(Collected data)
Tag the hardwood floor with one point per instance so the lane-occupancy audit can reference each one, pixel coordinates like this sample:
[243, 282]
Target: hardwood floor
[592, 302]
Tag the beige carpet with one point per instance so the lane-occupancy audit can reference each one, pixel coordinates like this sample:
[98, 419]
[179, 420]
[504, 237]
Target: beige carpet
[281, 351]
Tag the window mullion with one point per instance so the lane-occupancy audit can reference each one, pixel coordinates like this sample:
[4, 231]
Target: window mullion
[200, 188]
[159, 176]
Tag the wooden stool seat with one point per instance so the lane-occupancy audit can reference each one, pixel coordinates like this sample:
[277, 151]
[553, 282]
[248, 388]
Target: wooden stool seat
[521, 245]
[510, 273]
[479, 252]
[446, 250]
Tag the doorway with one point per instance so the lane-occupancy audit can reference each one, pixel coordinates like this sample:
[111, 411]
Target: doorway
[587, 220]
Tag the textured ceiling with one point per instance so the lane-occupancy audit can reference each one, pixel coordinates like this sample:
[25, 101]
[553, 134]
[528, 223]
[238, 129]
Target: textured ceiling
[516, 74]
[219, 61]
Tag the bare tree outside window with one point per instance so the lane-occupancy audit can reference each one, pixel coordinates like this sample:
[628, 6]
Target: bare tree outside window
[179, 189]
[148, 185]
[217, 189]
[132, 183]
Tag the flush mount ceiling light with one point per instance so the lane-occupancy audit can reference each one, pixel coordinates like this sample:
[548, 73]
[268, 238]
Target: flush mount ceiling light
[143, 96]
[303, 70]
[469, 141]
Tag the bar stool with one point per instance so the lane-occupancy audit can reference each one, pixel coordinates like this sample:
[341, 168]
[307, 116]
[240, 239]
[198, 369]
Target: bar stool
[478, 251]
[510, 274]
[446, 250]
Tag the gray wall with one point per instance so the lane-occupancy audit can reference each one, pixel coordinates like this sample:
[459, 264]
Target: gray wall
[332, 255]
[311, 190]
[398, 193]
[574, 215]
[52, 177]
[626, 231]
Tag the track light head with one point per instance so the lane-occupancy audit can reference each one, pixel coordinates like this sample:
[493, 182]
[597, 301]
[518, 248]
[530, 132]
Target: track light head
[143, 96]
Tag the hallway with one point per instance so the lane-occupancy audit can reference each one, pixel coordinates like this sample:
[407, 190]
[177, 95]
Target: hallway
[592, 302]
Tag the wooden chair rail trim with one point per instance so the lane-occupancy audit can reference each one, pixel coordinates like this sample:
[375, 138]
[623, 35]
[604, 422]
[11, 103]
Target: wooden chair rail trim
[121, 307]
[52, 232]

Assigned task:
Copy every entry exactly, missing none.

Task solution:
Tag the hardwood floor with one point per instance so the lane-occupancy audit can reference each one, pixel coordinates like this sample:
[243, 282]
Target: hardwood floor
[592, 302]
Tag the beige carpet with one point per instance so the lane-occupancy audit can reference each one, pixel coordinates like this sample:
[98, 419]
[179, 420]
[504, 237]
Target: beige carpet
[281, 351]
Tag the window mullion with one point per instance so the lane-occupancy audit can reference each one, pixel coordinates like this sample:
[4, 231]
Target: window mullion
[200, 188]
[159, 176]
Tag the wooden stool seat with one point per instance so the lane-occupancy audit can reference each one, pixel coordinates like this sample:
[277, 151]
[553, 282]
[248, 388]
Target: wooden stool seat
[521, 245]
[510, 273]
[479, 252]
[446, 250]
Tag the doorway with one point per instance so the lane-occupancy audit can reference each one, pixel coordinates like this sample:
[111, 411]
Target: doorway
[587, 220]
Tag the textured ceiling with one point per instance so the lane-occupancy audit can reference each one, pixel coordinates like this sample:
[25, 101]
[553, 134]
[528, 223]
[238, 129]
Target: textured ceiling
[516, 74]
[219, 61]
Tag the bare tree outside window with one point per instance so the lane-occupancy audit can reference each one, pixel coordinates like this sample:
[628, 6]
Target: bare tree outside window
[179, 189]
[148, 185]
[217, 189]
[132, 183]
Tag the flush mount ceiling light with one point per instance so the lane-occupancy audit can reference each one, pixel coordinates like this sample:
[548, 73]
[268, 238]
Target: flush mount ceiling light
[143, 96]
[303, 70]
[469, 141]
Tag the bar stool with one point per instance so the lane-occupancy audit can reference each one, pixel coordinates like this sample:
[341, 168]
[307, 116]
[240, 239]
[198, 369]
Target: bar stool
[478, 251]
[510, 274]
[446, 250]
Tag the gray wall with one point per instance so the lane-occupancy audit can reference each one, pixel coordinates like this sample:
[459, 264]
Target: gray wall
[332, 255]
[311, 190]
[398, 193]
[574, 215]
[52, 177]
[626, 231]
Tag the track light head with one point per instance so the lane-occupancy audit can reference each one, pixel coordinates like this sample:
[493, 182]
[597, 301]
[518, 248]
[530, 132]
Target: track light head
[143, 96]
Tag the hallway with one point per instance so the lane-occupancy audit can reference each one, pixel coordinates like this sample:
[407, 190]
[177, 95]
Target: hallway
[592, 302]
Tag the wooden chair rail trim with one point per instance so the lane-occupancy audit can reference each one, pixel coordinates like this sample:
[375, 138]
[623, 35]
[604, 422]
[11, 103]
Target: wooden chair rail trim
[121, 307]
[52, 232]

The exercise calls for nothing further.